Short task:
Count the lines in the items below that contain the string "Target". Reply with that number alone.

Point annotation dataset records:
════════

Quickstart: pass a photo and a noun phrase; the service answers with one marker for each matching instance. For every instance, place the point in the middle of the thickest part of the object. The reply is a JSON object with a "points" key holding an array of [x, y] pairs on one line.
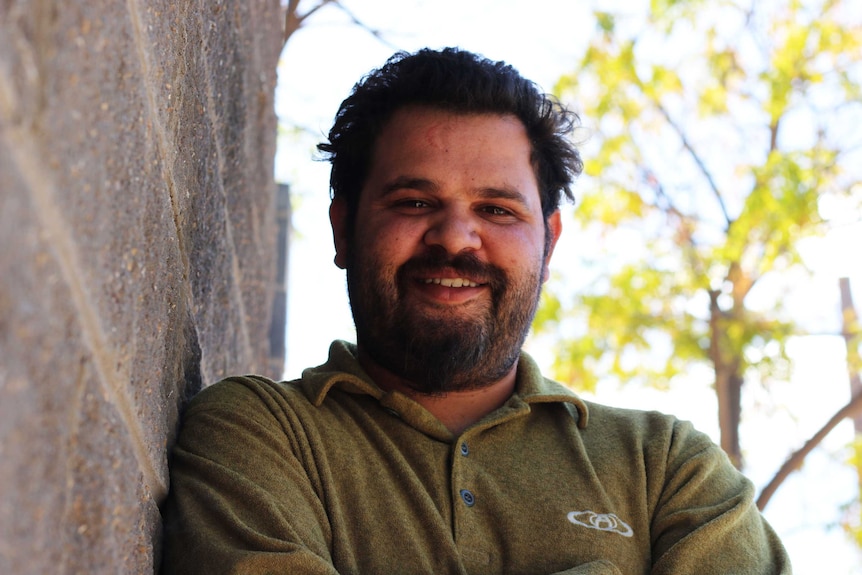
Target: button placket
{"points": [[468, 498]]}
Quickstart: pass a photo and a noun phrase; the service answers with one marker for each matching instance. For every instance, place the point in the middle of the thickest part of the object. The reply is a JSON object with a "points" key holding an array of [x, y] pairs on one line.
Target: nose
{"points": [[454, 230]]}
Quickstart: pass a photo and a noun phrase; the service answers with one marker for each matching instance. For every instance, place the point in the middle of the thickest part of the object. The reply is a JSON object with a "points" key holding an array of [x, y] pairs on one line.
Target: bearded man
{"points": [[434, 444]]}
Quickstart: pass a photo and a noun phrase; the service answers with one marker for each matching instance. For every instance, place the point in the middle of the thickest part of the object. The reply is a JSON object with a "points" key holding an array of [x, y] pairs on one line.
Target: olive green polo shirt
{"points": [[331, 474]]}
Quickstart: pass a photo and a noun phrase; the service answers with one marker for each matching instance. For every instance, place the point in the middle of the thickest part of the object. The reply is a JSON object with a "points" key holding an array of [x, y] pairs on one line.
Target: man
{"points": [[434, 445]]}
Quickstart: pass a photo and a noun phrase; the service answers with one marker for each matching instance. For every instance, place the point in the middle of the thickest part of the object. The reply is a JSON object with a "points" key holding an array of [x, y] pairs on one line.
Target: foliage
{"points": [[717, 129]]}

════════

Correct response:
6